> Job
State how many lines of the material below contain the word "jersey", and reply with that number alone.

> Point placement records
------------

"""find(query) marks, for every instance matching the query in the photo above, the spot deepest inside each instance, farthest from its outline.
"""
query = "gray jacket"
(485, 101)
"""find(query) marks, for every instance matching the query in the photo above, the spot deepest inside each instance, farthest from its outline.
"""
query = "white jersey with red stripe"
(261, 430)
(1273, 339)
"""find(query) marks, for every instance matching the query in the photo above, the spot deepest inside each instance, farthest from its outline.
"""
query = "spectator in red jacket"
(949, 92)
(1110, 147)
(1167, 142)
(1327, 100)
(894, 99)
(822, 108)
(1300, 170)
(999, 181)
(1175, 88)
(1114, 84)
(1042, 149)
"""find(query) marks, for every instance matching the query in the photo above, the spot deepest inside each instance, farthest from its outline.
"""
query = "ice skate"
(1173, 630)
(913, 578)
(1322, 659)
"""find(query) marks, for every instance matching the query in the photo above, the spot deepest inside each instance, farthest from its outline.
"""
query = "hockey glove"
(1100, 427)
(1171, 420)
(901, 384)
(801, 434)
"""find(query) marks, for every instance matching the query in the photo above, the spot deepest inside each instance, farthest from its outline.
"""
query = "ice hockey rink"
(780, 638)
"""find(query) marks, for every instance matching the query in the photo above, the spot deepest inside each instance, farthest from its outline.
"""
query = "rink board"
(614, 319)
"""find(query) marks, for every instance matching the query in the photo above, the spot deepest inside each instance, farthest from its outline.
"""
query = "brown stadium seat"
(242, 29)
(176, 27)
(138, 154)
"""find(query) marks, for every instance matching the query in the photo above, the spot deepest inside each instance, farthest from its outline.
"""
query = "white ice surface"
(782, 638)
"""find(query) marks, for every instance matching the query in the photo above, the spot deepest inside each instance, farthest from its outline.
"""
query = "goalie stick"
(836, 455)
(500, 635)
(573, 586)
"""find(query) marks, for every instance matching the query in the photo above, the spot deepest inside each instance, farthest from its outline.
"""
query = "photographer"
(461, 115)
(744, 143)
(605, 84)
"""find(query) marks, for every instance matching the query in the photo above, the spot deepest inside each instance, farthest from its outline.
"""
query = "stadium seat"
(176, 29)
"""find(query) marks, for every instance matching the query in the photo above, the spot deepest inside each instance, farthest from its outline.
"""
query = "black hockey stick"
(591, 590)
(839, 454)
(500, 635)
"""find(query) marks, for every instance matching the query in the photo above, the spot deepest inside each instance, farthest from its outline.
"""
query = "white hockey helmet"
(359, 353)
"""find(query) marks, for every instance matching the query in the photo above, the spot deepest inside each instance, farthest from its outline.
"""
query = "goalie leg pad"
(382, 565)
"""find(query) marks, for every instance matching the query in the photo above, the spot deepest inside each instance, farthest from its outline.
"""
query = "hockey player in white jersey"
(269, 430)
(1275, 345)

------------

> Output for this exercise
2